**PROMPT**.
Copy each line of the records below without any changes.

**DATA ENTRIES**.
──────────────────────────────

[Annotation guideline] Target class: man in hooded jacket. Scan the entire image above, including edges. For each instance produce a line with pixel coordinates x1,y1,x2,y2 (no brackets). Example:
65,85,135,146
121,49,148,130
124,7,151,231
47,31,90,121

──────────────────────────────

**EXERCISE SOLUTION**.
[Annotation guideline] Target class: man in hooded jacket. Scan the entire image above, including edges. For each instance produce a line with pixel coordinates x1,y1,x2,y2 (no brackets). Example:
65,85,135,146
121,49,148,130
124,7,151,231
47,31,90,121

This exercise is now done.